━━ DATA SHOWN
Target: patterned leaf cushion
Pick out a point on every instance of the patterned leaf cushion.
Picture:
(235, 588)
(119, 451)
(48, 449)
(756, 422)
━━━━
◆ TASK DESCRIPTION ◆
Output every line of the entries above verbatim, in their original order.

◆ FINAL RESULT ◆
Target: patterned leaf cushion
Pick out a point on every instance of the patterned leaf cushion.
Picture:
(235, 588)
(119, 451)
(48, 449)
(756, 422)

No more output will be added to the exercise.